## WORK REQUIRED
Copy out every line of the records below word for word, leaving out the pictures.

## MATERIAL SHOWN
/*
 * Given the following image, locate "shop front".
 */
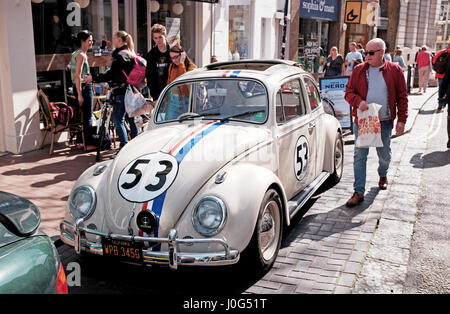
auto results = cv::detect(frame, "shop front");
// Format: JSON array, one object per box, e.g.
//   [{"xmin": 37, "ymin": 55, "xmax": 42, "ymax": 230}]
[
  {"xmin": 298, "ymin": 0, "xmax": 341, "ymax": 73},
  {"xmin": 0, "ymin": 0, "xmax": 218, "ymax": 153}
]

## COMPLETED EXERCISE
/*
 * Given the following image, locate "shop front".
 */
auto results = cv::detect(frame, "shop front");
// Format: JSON array, one object per box, e.g.
//   [{"xmin": 37, "ymin": 55, "xmax": 42, "ymax": 230}]
[
  {"xmin": 298, "ymin": 0, "xmax": 341, "ymax": 73},
  {"xmin": 0, "ymin": 0, "xmax": 218, "ymax": 153}
]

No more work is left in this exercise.